-- Exercise instructions --
Your reply should reproduce each line below exactly and carry none of the pictures.

Excerpts from a dataset
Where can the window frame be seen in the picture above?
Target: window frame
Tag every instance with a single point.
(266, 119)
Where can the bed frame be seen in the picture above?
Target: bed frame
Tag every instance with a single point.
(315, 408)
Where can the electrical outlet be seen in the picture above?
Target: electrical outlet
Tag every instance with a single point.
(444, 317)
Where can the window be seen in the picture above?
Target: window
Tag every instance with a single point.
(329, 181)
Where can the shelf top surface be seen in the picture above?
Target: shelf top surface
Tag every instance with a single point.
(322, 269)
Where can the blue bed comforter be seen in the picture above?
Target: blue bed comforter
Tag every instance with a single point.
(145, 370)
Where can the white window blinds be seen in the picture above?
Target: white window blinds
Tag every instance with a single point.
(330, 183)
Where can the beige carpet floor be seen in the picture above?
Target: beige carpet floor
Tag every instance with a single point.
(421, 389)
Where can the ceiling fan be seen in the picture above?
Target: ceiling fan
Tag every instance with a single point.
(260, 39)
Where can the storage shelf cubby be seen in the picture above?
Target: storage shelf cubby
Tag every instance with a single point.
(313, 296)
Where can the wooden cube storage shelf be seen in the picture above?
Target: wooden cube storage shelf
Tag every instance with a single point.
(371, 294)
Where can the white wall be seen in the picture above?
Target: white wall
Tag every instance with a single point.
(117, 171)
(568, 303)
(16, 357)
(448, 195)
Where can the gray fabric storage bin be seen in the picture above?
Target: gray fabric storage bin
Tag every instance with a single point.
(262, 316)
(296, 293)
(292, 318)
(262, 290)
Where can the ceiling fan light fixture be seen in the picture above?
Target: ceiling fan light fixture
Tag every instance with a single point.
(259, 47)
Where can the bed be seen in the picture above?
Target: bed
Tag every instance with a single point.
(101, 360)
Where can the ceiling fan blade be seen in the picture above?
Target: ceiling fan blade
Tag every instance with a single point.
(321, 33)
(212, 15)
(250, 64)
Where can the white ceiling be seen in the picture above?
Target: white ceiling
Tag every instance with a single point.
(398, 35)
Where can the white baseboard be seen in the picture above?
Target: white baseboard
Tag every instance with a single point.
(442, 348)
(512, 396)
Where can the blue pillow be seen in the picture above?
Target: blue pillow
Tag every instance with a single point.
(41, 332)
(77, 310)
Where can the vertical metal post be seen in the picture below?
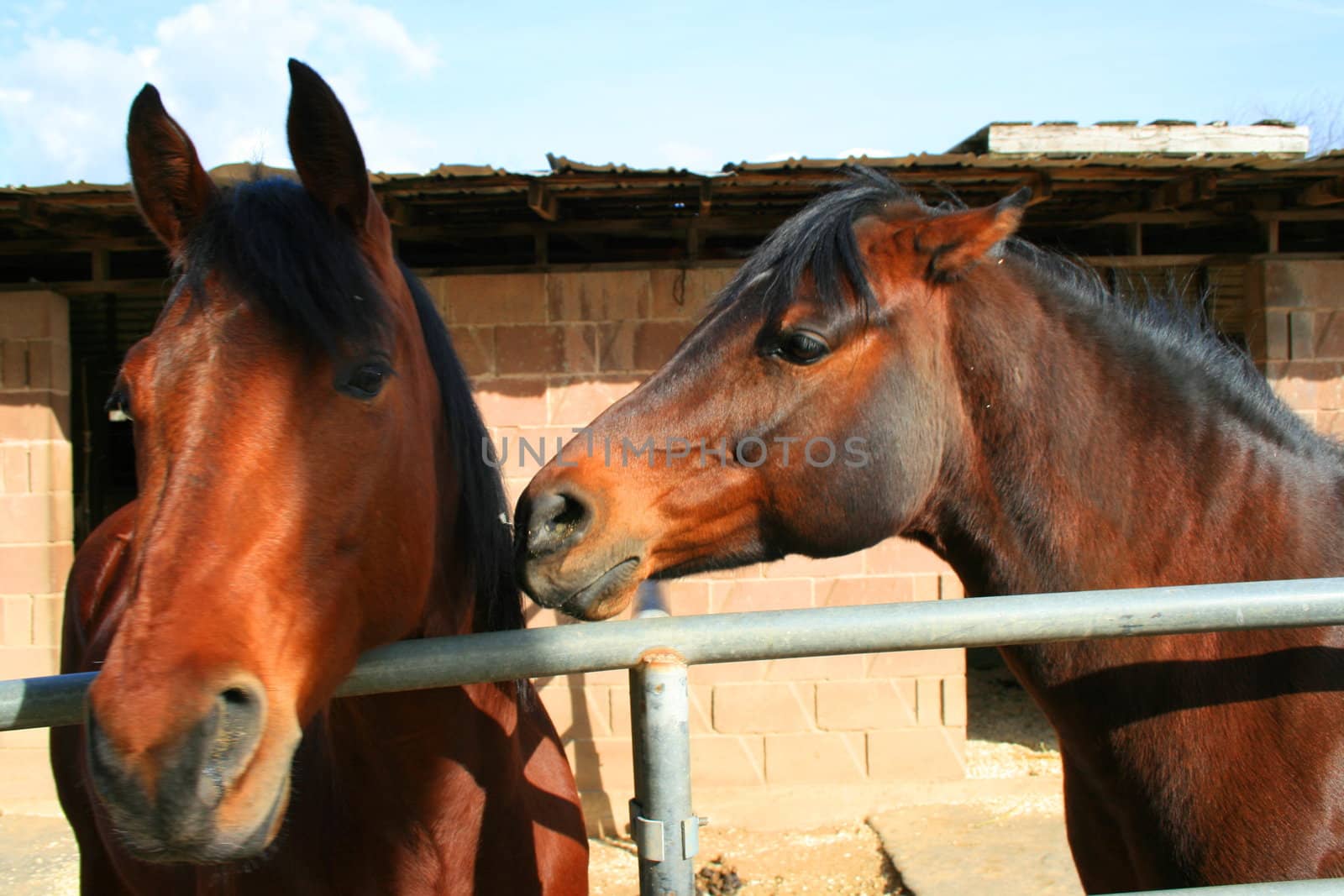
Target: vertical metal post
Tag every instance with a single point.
(665, 832)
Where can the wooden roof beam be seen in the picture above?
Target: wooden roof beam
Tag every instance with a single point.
(1323, 192)
(1183, 191)
(1042, 187)
(543, 202)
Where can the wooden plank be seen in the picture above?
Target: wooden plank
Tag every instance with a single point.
(542, 201)
(1183, 191)
(1148, 139)
(1323, 192)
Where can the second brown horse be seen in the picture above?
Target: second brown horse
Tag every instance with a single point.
(884, 369)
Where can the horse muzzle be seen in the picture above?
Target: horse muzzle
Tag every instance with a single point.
(206, 795)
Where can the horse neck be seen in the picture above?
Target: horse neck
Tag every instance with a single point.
(1099, 452)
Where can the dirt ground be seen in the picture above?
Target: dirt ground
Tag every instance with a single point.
(1005, 829)
(832, 860)
(1008, 840)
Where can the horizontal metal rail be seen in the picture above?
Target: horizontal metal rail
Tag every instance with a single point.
(667, 841)
(535, 653)
(1285, 888)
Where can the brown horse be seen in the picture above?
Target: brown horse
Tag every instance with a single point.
(308, 490)
(880, 367)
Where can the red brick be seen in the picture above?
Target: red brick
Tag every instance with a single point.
(1276, 336)
(13, 364)
(929, 701)
(605, 763)
(1300, 333)
(17, 621)
(50, 466)
(816, 668)
(27, 663)
(857, 705)
(512, 402)
(34, 417)
(578, 402)
(726, 672)
(26, 519)
(49, 364)
(578, 712)
(917, 754)
(34, 569)
(528, 348)
(654, 344)
(1303, 284)
(494, 298)
(900, 557)
(616, 347)
(727, 762)
(685, 293)
(949, 661)
(749, 571)
(754, 594)
(954, 701)
(47, 611)
(598, 296)
(687, 598)
(800, 567)
(13, 468)
(24, 739)
(927, 587)
(813, 758)
(763, 708)
(37, 315)
(1328, 340)
(581, 348)
(475, 348)
(864, 590)
(27, 777)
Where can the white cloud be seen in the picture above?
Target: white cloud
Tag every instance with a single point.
(221, 69)
(690, 156)
(866, 150)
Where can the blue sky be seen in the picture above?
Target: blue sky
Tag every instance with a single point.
(692, 83)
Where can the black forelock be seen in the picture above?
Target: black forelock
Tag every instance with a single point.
(275, 246)
(820, 241)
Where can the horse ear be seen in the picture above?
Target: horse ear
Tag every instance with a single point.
(171, 187)
(958, 242)
(324, 148)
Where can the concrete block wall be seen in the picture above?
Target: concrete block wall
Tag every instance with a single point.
(549, 352)
(1299, 336)
(37, 515)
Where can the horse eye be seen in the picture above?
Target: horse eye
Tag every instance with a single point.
(118, 407)
(803, 348)
(366, 380)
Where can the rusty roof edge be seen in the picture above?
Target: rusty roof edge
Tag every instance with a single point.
(564, 168)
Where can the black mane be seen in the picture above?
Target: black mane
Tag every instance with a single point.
(820, 241)
(281, 250)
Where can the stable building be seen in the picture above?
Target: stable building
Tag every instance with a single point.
(566, 288)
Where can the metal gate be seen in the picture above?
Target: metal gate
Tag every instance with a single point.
(658, 649)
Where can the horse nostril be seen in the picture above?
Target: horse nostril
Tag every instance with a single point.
(555, 520)
(239, 716)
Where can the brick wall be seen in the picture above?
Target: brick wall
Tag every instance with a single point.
(1299, 308)
(549, 352)
(37, 526)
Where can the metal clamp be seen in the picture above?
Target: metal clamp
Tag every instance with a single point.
(649, 839)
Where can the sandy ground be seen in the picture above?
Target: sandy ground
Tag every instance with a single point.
(1000, 832)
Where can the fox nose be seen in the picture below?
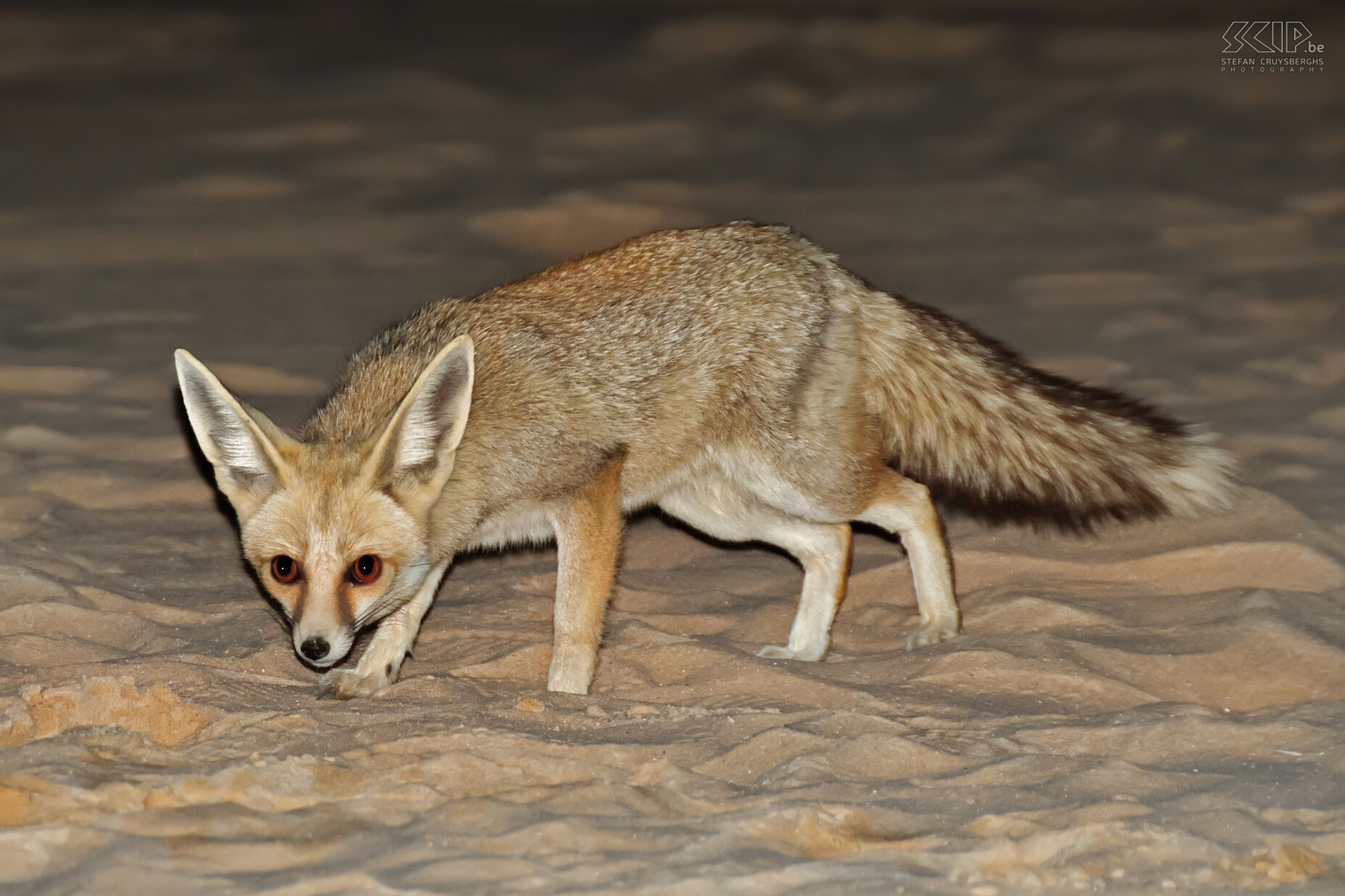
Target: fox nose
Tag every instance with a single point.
(315, 649)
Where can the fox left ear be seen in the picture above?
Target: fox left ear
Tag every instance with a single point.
(245, 448)
(417, 445)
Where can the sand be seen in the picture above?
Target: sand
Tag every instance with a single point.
(1157, 708)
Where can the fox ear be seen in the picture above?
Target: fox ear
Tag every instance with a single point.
(241, 443)
(417, 445)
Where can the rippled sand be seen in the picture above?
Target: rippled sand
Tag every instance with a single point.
(1157, 708)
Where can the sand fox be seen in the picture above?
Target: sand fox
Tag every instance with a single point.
(735, 377)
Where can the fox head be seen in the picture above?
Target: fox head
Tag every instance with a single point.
(338, 533)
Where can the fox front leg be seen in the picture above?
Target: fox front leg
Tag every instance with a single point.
(393, 640)
(588, 536)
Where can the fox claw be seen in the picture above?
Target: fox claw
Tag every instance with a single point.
(931, 634)
(784, 653)
(345, 684)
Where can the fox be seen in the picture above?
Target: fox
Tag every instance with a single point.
(736, 378)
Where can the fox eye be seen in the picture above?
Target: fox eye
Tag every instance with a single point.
(366, 569)
(286, 569)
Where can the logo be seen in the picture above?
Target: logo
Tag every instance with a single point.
(1279, 46)
(1270, 37)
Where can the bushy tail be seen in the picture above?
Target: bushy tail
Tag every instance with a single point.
(1002, 440)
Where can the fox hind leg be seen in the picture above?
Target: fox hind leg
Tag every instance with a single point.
(903, 508)
(822, 549)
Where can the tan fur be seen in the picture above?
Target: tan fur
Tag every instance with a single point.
(735, 377)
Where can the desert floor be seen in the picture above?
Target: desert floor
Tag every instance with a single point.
(1158, 708)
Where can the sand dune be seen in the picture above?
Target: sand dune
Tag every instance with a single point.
(1153, 708)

-- Exercise result --
Where can the window frame be seen in the picture above?
Target: window frame
Tag every instance with a single point.
(266, 119)
Where can the bed frame be seen in the picture above?
Target: bed frame
Tag every instance with a single point.
(315, 408)
Where can the electrical outlet be seen in the picture above?
Target: electrical outlet
Tag every instance with a single point.
(444, 317)
Where can the window be seen in the picture above?
Target: window
Tag every instance with a single point.
(329, 181)
Where can the shelf top surface be seen in the picture above?
Target: shelf top surface
Tag every instance with a single point.
(322, 269)
Where can the blue bed comforter be seen in the picture above?
Target: blue bed comforter
Tag every instance with a single point.
(145, 370)
Where can the white window blinds be seen in the picture above?
Target: white window blinds
Tag every instance with a single point.
(330, 183)
Where can the beige carpet floor be seen in the picture above?
Target: beige carpet floor
Tag every instance with a single point.
(421, 389)
Where can the ceiling fan be seen in the picture above?
Target: ceiling fan
Tag every instance with a single point.
(260, 39)
Where can the storage shelf cubby be seen in the picture above?
Target: storage shelf cubby
Tag every instance with a single point.
(313, 296)
Where can the wooden cube storage shelf be seen in the picture above?
Target: wooden cube storage shelf
Tag every instance with a single point.
(371, 294)
Where can the white wall be seen in the picture above?
Target: white wall
Tag every instance with a single point.
(117, 171)
(568, 303)
(16, 357)
(448, 195)
Where can the gray fabric storage bin be seen in the picture above?
Target: gray fabric storage bin
Tag every instance with a single point.
(262, 316)
(296, 293)
(292, 318)
(262, 290)
Where can the ceiling fan light fixture be seen in the picture above?
Target: ceiling fan light fixture
Tag every instance with a single point.
(259, 47)
Where can the bed be seen in the picture above?
Target: bed
Tag every instance with a single point.
(101, 360)
Where can the ceiling fan blade be seen in the picture above?
Target: ceiling fan blade
Tag every instance with a single point.
(321, 33)
(212, 15)
(250, 64)
Where can the white ceiling be seen in the picture above?
Target: white ceiling
Tag every instance with a single point.
(398, 35)
Where can the white baseboard be seen in the picture above?
Target: white baseboard
Tag every instance with a single point.
(442, 348)
(512, 396)
Where can the blue pillow be seen in the picture above?
Target: blue pillow
Tag every instance with a single point.
(41, 332)
(77, 310)
Where can the vertical metal post be seen in the picture below?
Target: vertical metal post
Tag every instance with a single point.
(665, 832)
Where can the wooden roof beam be seen in the picture above?
Target: wooden roof beam
Tag every instance with a single point.
(1323, 192)
(1183, 191)
(1042, 187)
(543, 202)
Where can the wooden plank be seen in the picture above?
Target: wooden plank
Tag every instance with a single point.
(542, 201)
(1183, 191)
(1148, 139)
(1323, 192)
Where can the second brown horse be seen in the picture above?
Target: second brown horse
Tag every instance with a single point.
(884, 369)
Where can the horse muzzle be seen in the picture above?
Target: horse muzzle
Tag every instance with a single point.
(206, 795)
Where can the horse neck be seen in the picture above?
Target: horse neck
Tag every instance with a single point.
(1099, 452)
Where can the dirt ground be seen in the picture above?
Target: dirt ground
Tag every instance with a single point.
(1005, 829)
(832, 860)
(1008, 840)
Where can the horizontal metal rail be seen in the picture above?
Target: horizontal metal rail
Tag every instance with a single point.
(667, 841)
(535, 653)
(1285, 888)
Where can the brown horse be seen in the picture above?
Target: brown horse
Tag every instance with a single point.
(308, 490)
(880, 367)
Where can the red brick be seen in the picture above?
Target: red brick
Tag every instance with a single point.
(1276, 336)
(13, 364)
(929, 701)
(605, 763)
(1300, 333)
(17, 621)
(50, 466)
(816, 668)
(27, 663)
(857, 705)
(512, 402)
(34, 417)
(578, 402)
(726, 672)
(26, 519)
(49, 364)
(578, 712)
(917, 754)
(34, 569)
(528, 348)
(654, 344)
(1303, 284)
(494, 298)
(900, 557)
(616, 347)
(727, 762)
(685, 293)
(949, 661)
(749, 571)
(754, 594)
(954, 701)
(47, 611)
(598, 296)
(687, 598)
(800, 567)
(13, 468)
(24, 739)
(927, 587)
(813, 758)
(763, 708)
(37, 315)
(1328, 340)
(581, 348)
(475, 348)
(864, 590)
(27, 777)
Where can the white cloud be seen in the picture above?
Target: white cloud
Tag every instance with a single point.
(221, 69)
(690, 156)
(866, 150)
Where can the blue sky be seen in the picture above?
Target: blue sky
Tag every instance with a single point.
(692, 83)
Where can the black forelock be seen in the picture above?
Target: black forelock
Tag every instance with a single point.
(275, 246)
(820, 241)
Where can the horse ear be seen in the picture above?
Target: horse ear
Tag every instance with a single point.
(171, 187)
(958, 242)
(324, 148)
Where can the concrete block wall be seen in the picture above?
Target: concrete block wall
Tag every instance with a single point.
(549, 352)
(1299, 336)
(37, 515)
Where can the horse eye be seen in the picture above?
Target: horse eye
Tag every instance with a single point.
(118, 407)
(803, 348)
(366, 380)
Where can the rusty roof edge be seen in the picture above?
Target: rusty roof edge
Tag every instance with a single point.
(564, 168)
Where can the black mane be seen in the picture above?
Target: black mane
Tag every instance with a single point.
(820, 241)
(281, 250)
Where can the stable building be seen in the picture above?
Target: stable building
Tag every instance with a single point.
(566, 288)
Where can the metal gate be seen in the picture above?
Target: metal gate
Tag every instance with a single point.
(658, 649)
Where can the horse nostril be seen in the picture above?
Target: horse nostril
Tag every instance with a single point.
(555, 520)
(239, 716)
Where can the brick wall be seen in the picture above?
Target: brick wall
Tag every instance with a single point.
(1299, 308)
(549, 352)
(37, 526)
Where can the metal clamp be seen in the picture above?
Target: metal clamp
Tag every instance with a single point.
(649, 839)
Where can the sandy ground be seen in the picture above?
Target: sandy ground
Tag every instance with a single point.
(1000, 832)
Where can the fox nose be seen in the picture below?
Target: fox nose
Tag every instance with a single point.
(315, 649)
Where can the fox left ear be seen in the picture above?
Target: fox left ear
Tag every instance with a single point.
(245, 448)
(417, 445)
Where can the sand be seen in the picture above?
Target: sand
Tag every instance with a single point.
(1157, 708)
Where can the fox ear be seen in the picture above?
Target: fox ear
Tag every instance with a single point.
(241, 443)
(417, 445)
Where can the rippled sand be seen in the picture above?
Target: rippled sand
Tag every instance with a single point.
(1157, 708)
Where can the sand fox be seen in the picture above?
Target: sand fox
Tag every instance with a single point.
(735, 377)
Where can the fox head be seen in the picture above?
Target: fox head
Tag every instance with a single point.
(338, 533)
Where can the fox front leg be seen in the picture above?
Target: fox front leg
Tag every instance with a single point.
(393, 640)
(588, 536)
Where can the fox claw be seen in the picture above?
Target: fox claw
Tag every instance with a single point.
(931, 634)
(784, 653)
(345, 684)
Where can the fox be seen in the picture above?
Target: fox
Tag every instance with a single point.
(736, 378)
Where can the fox eye be seen in the picture above?
Target: fox eye
Tag every instance with a single point.
(366, 569)
(286, 569)
Where can the logo be seen in the picture above?
Target: logo
Tag every instance with a single point.
(1279, 46)
(1270, 37)
Where can the bushy tail be seen in the picture above?
Target: bushy tail
Tag every instance with a single point.
(1002, 440)
Where can the fox hind leg be seen in the picture above?
Target: fox hind leg
Tag every instance with a single point.
(903, 508)
(822, 549)
Where can the tan fur be seen in the picture above?
Target: tan fur
Tag every instance with a single point.
(735, 377)
Where can the desert floor be seen in the picture above?
Target: desert floor
Tag every instance with a single point.
(1158, 708)
Where can the sand dune be seen in the picture above?
Target: sand dune
Tag every instance with a single point.
(1153, 708)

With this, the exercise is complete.